**DOCUMENT TEXT:**
The endorsed library of art and objects.
- 1 Tools
- 2 Setup
- 3 Art creation
- 3.1 Tweaking
- 3.1.1 Starting the Editor
- 3.1.2 Moving in the Editor by the mouse and keyboard
- 3.1.3 Entering the Editors own game mode
- 3.1.4 Saving the map
- 3.1.5 Selecting objects
- 3.1.6 Modes and Constrains (steps) of transformation
- 3.1.7 Prefabs - usage and processing
- 3.1.8 Groups
- 3.1.9 Modification/editing of the cgf (3d art) files
- 3.1.10 Adding new Brushes or Entities to the map
- 3.1.11 Changing present objects 3d art
- 3.1.12 the Material editor
- 3.1.13 Materials - effects and options
- 3.1.14 Database Editor - editing archetypes of entities
- 3.1.15 Entities - editing individual entities
- 3.1.16 Special entities - doors, elevators
- 3.2 Creating
- 3.3 Improving
- 3.4 Adding Art
- 3.1 Tweaking
The editor of the game levels, we call maps. Besides the editor itself, there are external programs that ease some steps in creating the map. Most notably creating a terrain, or calculating the time of day light effect (ToD)
NOTE: the Sandbox2 editor was never intended to be used without underlying version control software preserving the progress of the map creation
NOTE: Map creation by the means of Sandbox2 was never conceived to be performed by a lone individual. This alone might be the reason why some portions of the work pipe might seem overwhelming and too arduous.

**RECORDED INFORMATION:**
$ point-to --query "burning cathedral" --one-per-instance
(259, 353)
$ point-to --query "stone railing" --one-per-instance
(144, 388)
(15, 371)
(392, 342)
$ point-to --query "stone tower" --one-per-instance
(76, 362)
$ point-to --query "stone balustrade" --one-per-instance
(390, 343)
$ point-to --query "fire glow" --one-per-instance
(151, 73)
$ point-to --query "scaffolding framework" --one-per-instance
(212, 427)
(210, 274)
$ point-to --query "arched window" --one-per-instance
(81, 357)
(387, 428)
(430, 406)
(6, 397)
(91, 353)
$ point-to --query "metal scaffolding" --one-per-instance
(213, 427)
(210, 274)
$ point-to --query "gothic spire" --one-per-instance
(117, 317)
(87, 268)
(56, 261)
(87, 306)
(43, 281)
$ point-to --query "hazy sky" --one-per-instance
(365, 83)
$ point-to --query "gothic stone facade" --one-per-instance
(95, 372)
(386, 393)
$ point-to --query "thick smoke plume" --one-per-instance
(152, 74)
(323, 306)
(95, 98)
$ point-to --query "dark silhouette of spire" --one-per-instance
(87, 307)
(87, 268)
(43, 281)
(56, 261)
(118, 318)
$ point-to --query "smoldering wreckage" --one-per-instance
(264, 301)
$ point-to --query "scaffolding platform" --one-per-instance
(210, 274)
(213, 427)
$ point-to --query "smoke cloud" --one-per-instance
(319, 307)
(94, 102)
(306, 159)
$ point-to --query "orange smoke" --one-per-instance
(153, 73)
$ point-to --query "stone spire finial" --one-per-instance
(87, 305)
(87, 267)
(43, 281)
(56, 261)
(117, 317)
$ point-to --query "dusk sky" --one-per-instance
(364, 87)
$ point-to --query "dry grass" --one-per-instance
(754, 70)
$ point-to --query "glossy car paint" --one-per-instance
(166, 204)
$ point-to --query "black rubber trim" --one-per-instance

**EXERCISE REQUIREMENTS:**
[1] In the Sandbox2 editor text, what did the editor never intend to be used without?
[2] Write out the passage of the Sandbox2 editor text that opens with the words containing "NOTE: the Sandbox2" and closes with "and too arduous.".
You can set the data aside; it plays no part here.

**RESULTS IN ORDER:**
[1] Underlying version control software preserving the progress of the map creation.

[2]
NOTE: the Sandbox2 editor was never intended to be used without underlying version control software preserving the progress of the map creation
NOTE: Map creation by the means of Sandbox2 was never conceived to be performed by a lone individual. This alone might be the reason why some portions of the work pipe might seem overwhelming and too arduous.